Directive:
Answer these from the excerpt on the disputed website:
(a) What does Best Internet cite as its reason for refusing to close the site down?
(b) To what is the discussion said not to be relevant?
(c) Where is there said to be a greater tendency to take the complainant's side on such issues?

* BEGIN Document segment *

It's not relevant to net.config, especially since it doesn't involve
Usenet II.

>http://www.best.com/~anorexic/Anorexic_and_Bulemic_Rec_Room1.htm

You have found that rarity, a webpage that actually repels me. That is not
an easy task.

>This site was very deeply upsetting for me, since it incites women to become
>anorexic, and also triggers those who are already suffering from anorexia.

Indeed, I stopped reading it after only a short time lest I find myself
getting too upset. I have to wonder if whoever's doing it is truely motivated
by sexual attraction or some sort of twisted mysogony.

>In my opinion, the site is exploitative of anorexics, and very dangerous
>in its trivialisation, promotion and encouragement of a very serious and
>often fatal illness. It is on a level with the promotion of paedophilia
>and incitement of violence (the fact that the site is inciting women to do
>violence on themselves is in no way mitigating).

I would not place it on the same level as pedophilia, except perhaps for the
ability to invoke a strong emotional reaction.

>Yet Best Internet refuse to close the site down, citing the maintainer's
>first amendment right to freedom of speech.

And they are correct. We Merkins tend to get a bit fanatical about that little
right, even though it's abused on a regular basis.

>I'm not a lawyer, so I can't
>comment on the legality of this, but this action is callous and insensitive.

It is not illegal at all, though I didn't look long enough to see if there
was actual hardcore imagery. Hardcore pornography (I.E. visual depiction of
penile/vaginal intercourse in clear detail) would be illegal, depending on
the laws in the state where the site is located. However, the legality or
illegality of sexually explicit material is a hotly debated topic in the US
and often falls back to "community standards" which vary dramatically.[1]

It is callous and insensitive. The web-page is definately motivated by sick
intentions, though I have no idea whether it's mysogony, hatred for a specific
individual, or just twisted kicks...

>I regard myself as very liberal, but I can't bear to think that this site
>may cause and encourage others to follow in the footsteps of a dear friend
>that I will almost certainly lose to anorexia. The right to free speech
>stops at the point where serious harm is being done to vulnerable people.

In Europe, there's a greater tendency to take your side in these sort of
issues (these words/images/artworks may encourage someone to harm themselves).

* END Document segment *
* BEGIN Dataset *

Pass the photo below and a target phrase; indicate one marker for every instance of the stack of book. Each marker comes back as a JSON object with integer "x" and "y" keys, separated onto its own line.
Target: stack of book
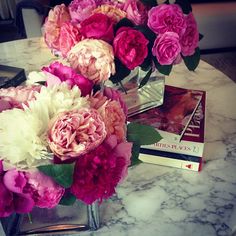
{"x": 181, "y": 123}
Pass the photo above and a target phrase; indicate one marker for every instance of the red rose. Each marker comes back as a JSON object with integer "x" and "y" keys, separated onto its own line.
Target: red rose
{"x": 98, "y": 26}
{"x": 130, "y": 46}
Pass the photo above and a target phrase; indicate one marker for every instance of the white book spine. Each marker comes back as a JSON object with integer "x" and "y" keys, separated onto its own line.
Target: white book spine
{"x": 171, "y": 162}
{"x": 183, "y": 147}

* END Dataset *

Reply to the exercise:
(a) The maintainer's first amendment right to freedom of speech.
(b) net.config.
(c) Europe.